#### Text section:
■ ■ ■ ■ ■
An early example of an insurance patent is Means for Securing Travelers Against Loss by Accident. This patent was issued in 1892. It discloses a means for selling travelers' insurance by combining coupons with a newspaper.

A more recent example of an insurance patent is , granted as "Individual evaluation system for motorcar risk". This patent issued by the European Patent Office in 1996 to Salvador Minguijon Perez. It discloses a means for auto insurance risk selection whereby a driver's mileage and driving behavior are monitored and insurance premiums are charged accordingly. The United Kingdom part of this European patent has been sold to Norwich Union insurance company.

==Growth==
Historically, only about one or two patents per year issued in the US on inventions specifically related to insurance policies.

This changed dramatically, however, with the 1998 State Street Bank Decision. The State Street Bank Decision was a ruling by the Court of Appeals for the Federal Circuit that confirmed that there was no "business method exception" under United States patent law. The number of patent applications filed per year after this decision was handed down jumped to about 150. The number of patents issuing per year jumped to about 30.
■ ■ ■ ■ ■
#### Required actions:
- A) In the passage on insurance patents, about how many patent applications were filed per year after the State Street Bank Decision?
- B) Reproduce the passage on insurance patents word for word, starting with "A more recent" and going on through "to insurance policies.".

#### Given material:
■ ■ ■ ■ ■
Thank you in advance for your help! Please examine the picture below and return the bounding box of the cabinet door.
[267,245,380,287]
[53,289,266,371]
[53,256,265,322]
■ ■ ■ ■ ■
#### Responses per task:
- A) About 150.

- B)
A more recent example of an insurance patent is , granted as "Individual evaluation system for motorcar risk". This patent issued by the European Patent Office in 1996 to Salvador Minguijon Perez. It discloses a means for auto insurance risk selection whereby a driver's mileage and driving behavior are monitored and insurance premiums are charged accordingly. The United Kingdom part of this European patent has been sold to Norwich Union insurance company.

==Growth==
Historically, only about one or two patents per year issued in the US on inventions specifically related to insurance policies.